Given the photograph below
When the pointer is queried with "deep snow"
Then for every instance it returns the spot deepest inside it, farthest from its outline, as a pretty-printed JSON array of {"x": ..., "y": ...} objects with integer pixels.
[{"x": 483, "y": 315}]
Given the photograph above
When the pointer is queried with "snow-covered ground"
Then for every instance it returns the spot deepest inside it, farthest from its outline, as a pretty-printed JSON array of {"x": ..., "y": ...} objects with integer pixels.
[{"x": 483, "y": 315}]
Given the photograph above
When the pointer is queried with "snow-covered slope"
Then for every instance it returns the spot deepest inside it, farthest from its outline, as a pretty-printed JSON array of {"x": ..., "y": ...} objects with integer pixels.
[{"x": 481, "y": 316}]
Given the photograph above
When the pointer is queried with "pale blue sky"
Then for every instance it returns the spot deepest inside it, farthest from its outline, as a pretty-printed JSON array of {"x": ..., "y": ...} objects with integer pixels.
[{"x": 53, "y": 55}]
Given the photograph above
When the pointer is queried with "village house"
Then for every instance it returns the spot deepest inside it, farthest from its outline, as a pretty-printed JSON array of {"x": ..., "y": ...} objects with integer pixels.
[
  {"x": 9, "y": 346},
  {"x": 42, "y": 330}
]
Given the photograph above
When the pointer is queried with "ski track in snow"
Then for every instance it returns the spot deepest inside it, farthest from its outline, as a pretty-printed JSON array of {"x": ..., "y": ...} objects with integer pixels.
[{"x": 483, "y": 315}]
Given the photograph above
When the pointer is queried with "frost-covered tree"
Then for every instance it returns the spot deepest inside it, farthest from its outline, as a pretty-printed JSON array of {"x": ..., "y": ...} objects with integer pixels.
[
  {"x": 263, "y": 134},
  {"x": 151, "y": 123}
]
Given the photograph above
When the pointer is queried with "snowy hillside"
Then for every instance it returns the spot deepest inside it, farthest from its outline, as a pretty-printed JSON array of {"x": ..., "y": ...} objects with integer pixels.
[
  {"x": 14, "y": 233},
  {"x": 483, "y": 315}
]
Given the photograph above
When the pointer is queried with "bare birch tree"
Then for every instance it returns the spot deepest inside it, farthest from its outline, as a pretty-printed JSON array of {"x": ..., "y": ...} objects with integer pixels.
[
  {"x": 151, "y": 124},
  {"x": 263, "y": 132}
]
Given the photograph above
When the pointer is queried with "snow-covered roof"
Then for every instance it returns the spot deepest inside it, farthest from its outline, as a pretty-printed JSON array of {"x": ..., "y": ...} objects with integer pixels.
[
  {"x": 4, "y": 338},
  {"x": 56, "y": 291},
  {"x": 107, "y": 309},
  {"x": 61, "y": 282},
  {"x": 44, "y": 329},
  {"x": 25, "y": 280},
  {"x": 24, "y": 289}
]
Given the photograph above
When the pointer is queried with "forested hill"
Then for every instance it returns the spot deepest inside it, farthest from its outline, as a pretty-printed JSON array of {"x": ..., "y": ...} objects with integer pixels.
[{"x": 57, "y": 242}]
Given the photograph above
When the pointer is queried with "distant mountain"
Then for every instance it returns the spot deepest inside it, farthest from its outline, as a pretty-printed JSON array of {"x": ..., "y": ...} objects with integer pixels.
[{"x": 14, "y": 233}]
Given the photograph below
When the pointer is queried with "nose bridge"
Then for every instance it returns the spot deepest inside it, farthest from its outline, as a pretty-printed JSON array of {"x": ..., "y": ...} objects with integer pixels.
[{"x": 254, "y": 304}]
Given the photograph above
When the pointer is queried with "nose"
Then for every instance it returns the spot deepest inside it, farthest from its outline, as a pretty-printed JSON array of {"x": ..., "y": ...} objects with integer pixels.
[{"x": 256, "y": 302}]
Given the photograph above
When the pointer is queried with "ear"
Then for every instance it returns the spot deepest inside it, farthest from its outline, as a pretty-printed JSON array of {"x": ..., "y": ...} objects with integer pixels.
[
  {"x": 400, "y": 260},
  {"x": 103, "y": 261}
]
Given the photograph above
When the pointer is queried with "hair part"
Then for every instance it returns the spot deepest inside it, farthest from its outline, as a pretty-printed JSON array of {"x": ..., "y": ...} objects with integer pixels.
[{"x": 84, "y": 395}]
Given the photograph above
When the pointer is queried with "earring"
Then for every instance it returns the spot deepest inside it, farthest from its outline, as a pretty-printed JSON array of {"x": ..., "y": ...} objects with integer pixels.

◆ Written problem:
Find each line in the records above that contains the word "tree" and copy those lines out.

◆ Right answer:
When the pointer is queried with "frost-covered tree"
When the pointer is queried with "bare birch tree"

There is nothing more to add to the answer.